**Excerpt provided**:
<<<<

LLM as Lossy Parser: Constrained Decoding Prevents Hallucinations

Treat LLMs solely as schema-conformant parsers for unstructured clinical notes, not decision-makers. Compile Pydantic models into finite-state machines using Outlines or XGrammar to mask invalid tokens during generation, ensuring outputs like VitalSignCode enums (e.g., "8867-4") are always valid—no malformed JSON or hallucinations possible.

Make schemas permissive with Optional fields (e.g., subject_id: str | None), allowing the LLM to output blanks for uncertain data. This yields honest extractions: filled fields are valid; blanks trigger downstream Python logic or review. Example:

import outlines
from schemas.observation import RawObservation
model = outlines.models.transformers("mistralai/Mistral-7B-Instruct-v0.3")
generator = outlines.generate.json(model, RawObservation, sampler=outlines.samplers.greedy())
raw_obs: RawObservation = generator(prompt, max_tokens=512)

Post-extraction, verify grounding by checking if emitted numerics/subject_ids appear as substrings in source text, rejecting ungrounded outputs.

Deterministic Python Core: Compute and Validate Without LLMs

Offload all logic to auditable Python: unit conversions (e.g., Fahrenheit to Celsius via (F-32) × 5/9), LOINC lookups (dicts), plausibility checks (ranges like heart rate 40-200), and deduplication (SHA-1). Validators are named functions with stable rule_ids:

@rule("VS-003", FindingSeverity.WARN, "value_numeric", "Heart rate sanity range")

>>>>

[Data entries]
<<<<

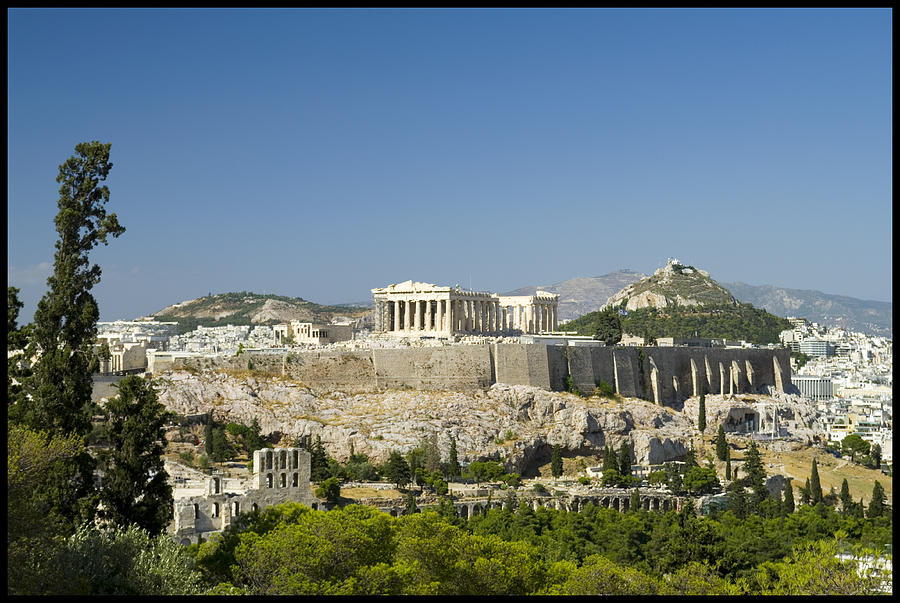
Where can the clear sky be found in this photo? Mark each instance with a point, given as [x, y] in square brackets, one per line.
[321, 153]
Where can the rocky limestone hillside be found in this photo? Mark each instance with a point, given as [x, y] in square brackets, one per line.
[245, 308]
[865, 316]
[517, 424]
[673, 284]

>>>>

**Activity list**:
**1)** From the excerpt on LLM parsing, quote the passage starting at "LLM as Lossy" and ending at "or hallucinations possible.".
**2)** In the excerpt on LLM parsing, what heart rate range is used as a plausibility check?
**3)** Do these statements agree with the excerpt on LLM parsing? Answer yes or no for each, quoting the deciding words.
(a) Deduplication is done with SHA-1.
(b) The LLM is meant to act as a decision-maker.
(c) Schemas should avoid Optional fields.

**Outputs in order**:
**1)**
LLM as Lossy Parser: Constrained Decoding Prevents Hallucinations

Treat LLMs solely as schema-conformant parsers for unstructured clinical notes, not decision-makers. Compile Pydantic models into finite-state machines using Outlines or XGrammar to mask invalid tokens during generation, ensuring outputs like VitalSignCode enums (e.g., "8867-4") are always valid—no malformed JSON or hallucinations possible.

**2)** 40-200

**3)**
(a) Yes: "deduplication (SHA-1)"
(b) No: "not decision-makers"
(c) No: "Make schemas permissive with Optional fields"